Saved data entries:

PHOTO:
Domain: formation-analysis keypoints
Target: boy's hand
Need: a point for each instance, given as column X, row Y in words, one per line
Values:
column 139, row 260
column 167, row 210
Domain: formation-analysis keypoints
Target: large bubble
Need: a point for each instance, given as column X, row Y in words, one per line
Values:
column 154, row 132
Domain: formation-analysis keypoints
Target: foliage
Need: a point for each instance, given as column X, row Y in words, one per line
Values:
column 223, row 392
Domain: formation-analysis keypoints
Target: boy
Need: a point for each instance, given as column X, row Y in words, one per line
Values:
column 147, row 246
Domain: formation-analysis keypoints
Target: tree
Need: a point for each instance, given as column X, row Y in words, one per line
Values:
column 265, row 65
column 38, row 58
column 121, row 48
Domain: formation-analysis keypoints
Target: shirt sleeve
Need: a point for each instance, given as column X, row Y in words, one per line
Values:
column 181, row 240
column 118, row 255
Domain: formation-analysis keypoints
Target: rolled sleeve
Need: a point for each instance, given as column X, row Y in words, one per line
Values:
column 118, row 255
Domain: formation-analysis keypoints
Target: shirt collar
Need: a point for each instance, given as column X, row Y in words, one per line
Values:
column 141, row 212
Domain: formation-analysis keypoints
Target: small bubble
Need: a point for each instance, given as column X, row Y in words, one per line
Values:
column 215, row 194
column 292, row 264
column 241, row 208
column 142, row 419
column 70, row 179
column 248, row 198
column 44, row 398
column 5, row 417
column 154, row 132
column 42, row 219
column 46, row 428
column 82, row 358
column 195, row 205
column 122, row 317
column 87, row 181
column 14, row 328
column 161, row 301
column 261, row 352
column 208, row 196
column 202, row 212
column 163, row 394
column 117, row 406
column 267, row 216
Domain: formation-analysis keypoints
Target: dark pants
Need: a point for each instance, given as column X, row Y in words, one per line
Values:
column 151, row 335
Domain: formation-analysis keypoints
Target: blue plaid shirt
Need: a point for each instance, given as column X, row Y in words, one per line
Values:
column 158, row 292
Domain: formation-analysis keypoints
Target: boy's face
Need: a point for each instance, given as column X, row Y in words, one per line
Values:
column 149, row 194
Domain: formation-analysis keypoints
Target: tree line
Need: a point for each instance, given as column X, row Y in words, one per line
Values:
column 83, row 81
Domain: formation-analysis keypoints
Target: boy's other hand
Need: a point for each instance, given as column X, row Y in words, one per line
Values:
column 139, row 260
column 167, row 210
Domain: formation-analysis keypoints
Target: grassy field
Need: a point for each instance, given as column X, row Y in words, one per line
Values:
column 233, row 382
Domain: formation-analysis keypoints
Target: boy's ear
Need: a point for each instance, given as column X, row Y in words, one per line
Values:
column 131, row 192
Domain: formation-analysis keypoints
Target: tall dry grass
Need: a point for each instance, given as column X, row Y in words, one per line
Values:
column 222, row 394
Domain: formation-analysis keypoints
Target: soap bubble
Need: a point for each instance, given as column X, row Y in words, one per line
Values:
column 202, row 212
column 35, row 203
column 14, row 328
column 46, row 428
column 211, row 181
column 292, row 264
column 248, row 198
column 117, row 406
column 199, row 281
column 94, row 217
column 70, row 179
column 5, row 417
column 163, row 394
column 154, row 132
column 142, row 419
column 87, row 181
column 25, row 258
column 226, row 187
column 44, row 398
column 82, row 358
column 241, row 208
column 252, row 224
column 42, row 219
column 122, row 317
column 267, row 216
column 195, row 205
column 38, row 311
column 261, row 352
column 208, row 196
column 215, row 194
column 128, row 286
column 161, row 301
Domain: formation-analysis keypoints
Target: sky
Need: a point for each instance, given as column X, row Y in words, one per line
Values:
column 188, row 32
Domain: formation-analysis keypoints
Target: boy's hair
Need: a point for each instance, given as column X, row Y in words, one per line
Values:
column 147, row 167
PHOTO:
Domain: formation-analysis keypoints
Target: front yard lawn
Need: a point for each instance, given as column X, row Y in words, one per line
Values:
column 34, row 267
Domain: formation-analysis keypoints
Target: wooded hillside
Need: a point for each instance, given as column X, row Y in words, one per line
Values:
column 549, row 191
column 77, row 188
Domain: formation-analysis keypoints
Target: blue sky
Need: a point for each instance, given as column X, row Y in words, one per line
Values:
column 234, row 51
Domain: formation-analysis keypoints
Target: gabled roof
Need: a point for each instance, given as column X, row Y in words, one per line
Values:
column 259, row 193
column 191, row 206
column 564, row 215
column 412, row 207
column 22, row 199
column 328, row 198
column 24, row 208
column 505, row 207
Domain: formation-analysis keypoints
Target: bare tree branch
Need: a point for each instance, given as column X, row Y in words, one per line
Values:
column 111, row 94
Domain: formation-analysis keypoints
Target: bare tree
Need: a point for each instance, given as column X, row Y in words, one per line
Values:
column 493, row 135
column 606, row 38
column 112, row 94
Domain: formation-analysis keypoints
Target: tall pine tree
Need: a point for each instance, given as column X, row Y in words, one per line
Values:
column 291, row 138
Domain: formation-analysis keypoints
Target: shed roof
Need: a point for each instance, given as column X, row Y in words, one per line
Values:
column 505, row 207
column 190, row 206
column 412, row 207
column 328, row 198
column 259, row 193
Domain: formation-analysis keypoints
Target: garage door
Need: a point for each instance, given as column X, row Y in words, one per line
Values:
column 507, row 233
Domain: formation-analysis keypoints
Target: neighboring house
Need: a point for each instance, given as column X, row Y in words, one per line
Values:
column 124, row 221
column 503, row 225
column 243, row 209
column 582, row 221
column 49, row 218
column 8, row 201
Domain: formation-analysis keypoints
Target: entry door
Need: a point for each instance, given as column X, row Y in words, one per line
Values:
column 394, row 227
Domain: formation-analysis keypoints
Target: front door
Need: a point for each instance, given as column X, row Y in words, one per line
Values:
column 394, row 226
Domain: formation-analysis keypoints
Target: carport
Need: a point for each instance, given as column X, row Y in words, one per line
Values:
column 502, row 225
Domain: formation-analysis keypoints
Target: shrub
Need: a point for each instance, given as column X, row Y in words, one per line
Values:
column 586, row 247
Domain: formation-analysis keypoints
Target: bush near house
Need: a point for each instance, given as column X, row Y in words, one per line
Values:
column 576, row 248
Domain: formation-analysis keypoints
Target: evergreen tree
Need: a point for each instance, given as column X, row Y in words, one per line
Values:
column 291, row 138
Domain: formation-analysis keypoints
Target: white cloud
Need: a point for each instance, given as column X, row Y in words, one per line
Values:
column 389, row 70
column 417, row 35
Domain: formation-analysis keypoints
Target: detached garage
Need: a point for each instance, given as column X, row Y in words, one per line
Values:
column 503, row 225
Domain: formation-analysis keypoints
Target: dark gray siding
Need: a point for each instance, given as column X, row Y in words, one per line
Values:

- [What to produce] Transcribe the material above word for word.

- [Exercise result]
PHOTO:
Domain: formation-analysis keypoints
Target: boy's hand
Need: a point for each instance, given as column X, row Y in words, one per line
Values:
column 139, row 260
column 167, row 210
Domain: formation-analysis keypoints
Target: large bubble
Need: a point for each instance, given as column X, row Y in words, one per line
Values:
column 154, row 132
Domain: formation-analysis keypoints
Target: foliage
Need: a point for each instance, given as column X, row Y in words, one per line
Values:
column 223, row 392
Domain: formation-analysis keypoints
Target: boy
Need: a point for each instance, given as column X, row Y in words, one per line
Values:
column 147, row 246
Domain: formation-analysis keypoints
Target: tree
Need: a point for each instance, given as column X, row Y in words, one per line
Values:
column 265, row 65
column 38, row 58
column 121, row 48
Domain: formation-analysis keypoints
Target: shirt sleeve
Need: a point for each instance, given as column X, row Y in words, one per line
Values:
column 181, row 240
column 118, row 255
Domain: formation-analysis keypoints
Target: rolled sleeve
Need: a point for each instance, given as column X, row Y in words, one per line
Values:
column 118, row 255
Domain: formation-analysis keypoints
Target: shirt collar
Need: a point for each instance, given as column X, row Y in words, one per line
Values:
column 141, row 212
Domain: formation-analysis keypoints
Target: small bubble
Need: a point for each instance, given as column X, row Y in words, one per line
Values:
column 215, row 194
column 292, row 264
column 241, row 208
column 142, row 419
column 70, row 179
column 248, row 198
column 44, row 398
column 5, row 417
column 154, row 132
column 42, row 219
column 46, row 428
column 82, row 358
column 195, row 205
column 122, row 317
column 87, row 181
column 14, row 328
column 161, row 301
column 261, row 352
column 208, row 196
column 202, row 212
column 163, row 394
column 117, row 406
column 267, row 216
Domain: formation-analysis keypoints
Target: dark pants
Need: a point for each instance, given as column X, row Y in words, one per line
Values:
column 151, row 335
Domain: formation-analysis keypoints
Target: blue plaid shirt
Need: a point for each instance, given as column X, row Y in words, one per line
Values:
column 158, row 292
Domain: formation-analysis keypoints
Target: boy's face
Need: a point for each instance, given as column X, row Y in words, one per line
Values:
column 149, row 194
Domain: formation-analysis keypoints
Target: tree line
Need: a point for each instance, given as column X, row Y in words, one per line
Values:
column 83, row 81
Domain: formation-analysis keypoints
Target: boy's other hand
Need: a point for each instance, given as column X, row Y in words, one per line
Values:
column 139, row 260
column 167, row 210
Domain: formation-analysis keypoints
Target: grassy field
Need: a point for each instance, given as column X, row Y in words, one per line
Values:
column 233, row 382
Domain: formation-analysis keypoints
Target: boy's ear
Need: a point for each instance, given as column X, row Y in words, one per line
Values:
column 131, row 192
Domain: formation-analysis keypoints
Target: tall dry grass
Need: a point for each instance, given as column X, row Y in words, one per line
Values:
column 222, row 394
Domain: formation-analysis keypoints
Target: soap bubble
Need: a point for each instance, given as column X, row Y in words, one per line
Values:
column 202, row 212
column 35, row 203
column 14, row 328
column 46, row 428
column 211, row 181
column 292, row 264
column 248, row 198
column 117, row 406
column 199, row 281
column 94, row 217
column 70, row 179
column 5, row 417
column 163, row 394
column 154, row 132
column 142, row 419
column 87, row 181
column 25, row 258
column 226, row 187
column 44, row 398
column 82, row 358
column 241, row 208
column 252, row 224
column 42, row 219
column 122, row 317
column 267, row 216
column 195, row 205
column 38, row 311
column 261, row 352
column 208, row 196
column 215, row 194
column 128, row 286
column 161, row 301
Domain: formation-analysis keypoints
Target: sky
Need: a point for each instance, given as column X, row Y in words, one per line
Values:
column 188, row 32
Domain: formation-analysis keypoints
Target: boy's hair
Need: a point for each instance, given as column X, row Y in words, one per line
Values:
column 147, row 167
PHOTO:
Domain: formation-analysis keypoints
Target: front yard lawn
Need: a point for each instance, given as column X, row Y in words, one per line
Values:
column 34, row 267
Domain: formation-analysis keypoints
Target: wooded hillside
Need: a point for each instance, given as column X, row Y in words, one per line
Values:
column 549, row 191
column 77, row 188
Domain: formation-analysis keypoints
Target: blue sky
Need: a point for each instance, given as column X, row Y in words, one per line
Values:
column 234, row 51
Domain: formation-analysis keypoints
Target: gabled roof
Need: a point for each instance, given as column X, row Y in words, one per line
Values:
column 259, row 193
column 191, row 206
column 564, row 215
column 412, row 207
column 22, row 199
column 328, row 198
column 24, row 208
column 505, row 207
Domain: formation-analysis keypoints
Target: bare tree branch
Need: a point for each instance, given as column X, row Y in words, one per line
Values:
column 111, row 94
Domain: formation-analysis keypoints
Target: bare tree
Need: a point for each instance, given as column X, row Y in words, one per line
Values:
column 493, row 135
column 606, row 38
column 112, row 94
Domain: formation-analysis keypoints
Target: tall pine tree
Need: a point for each instance, given as column X, row Y in words, one per line
Values:
column 291, row 138
Domain: formation-analysis keypoints
Target: shed roof
Need: a point for each instance, given as column X, row Y in words, one per line
Values:
column 505, row 207
column 190, row 206
column 412, row 207
column 328, row 198
column 259, row 193
Domain: formation-analysis keypoints
Target: garage door
Need: a point for each instance, given as column X, row Y in words, one per line
Values:
column 507, row 233
Domain: formation-analysis keypoints
Target: neighboring house
Need: a point for each instance, given as column X, row Y in words, one per line
Values:
column 124, row 221
column 503, row 225
column 243, row 209
column 582, row 221
column 49, row 218
column 8, row 201
Domain: formation-analysis keypoints
Target: entry door
Need: a point for each instance, given as column X, row Y in words, one per line
Values:
column 394, row 227
Domain: formation-analysis keypoints
Target: front door
Need: a point for each instance, given as column X, row Y in words, one per line
Values:
column 394, row 226
Domain: formation-analysis keypoints
Target: carport
Need: a point for each instance, given as column X, row Y in words, one per line
Values:
column 502, row 225
Domain: formation-analysis keypoints
Target: shrub
Need: a point for each instance, given as column X, row Y in words, one per line
Values:
column 586, row 247
Domain: formation-analysis keypoints
Target: bush near house
Need: a point for each instance, given as column X, row Y in words, one per line
Values:
column 576, row 248
Domain: formation-analysis keypoints
Target: evergreen tree
Need: a point for each instance, given as column X, row Y in words, one per line
Values:
column 291, row 138
Domain: formation-analysis keypoints
Target: white cloud
Need: a point for each instance, given as column X, row Y in words, one per line
Values:
column 389, row 70
column 417, row 35
Domain: formation-analysis keypoints
Target: detached garage
Need: a point for each instance, given as column X, row Y in words, one per line
Values:
column 503, row 225
Domain: formation-analysis keypoints
Target: dark gray siding
Need: a point for each instance, given as column X, row Y in words, one per line
Values:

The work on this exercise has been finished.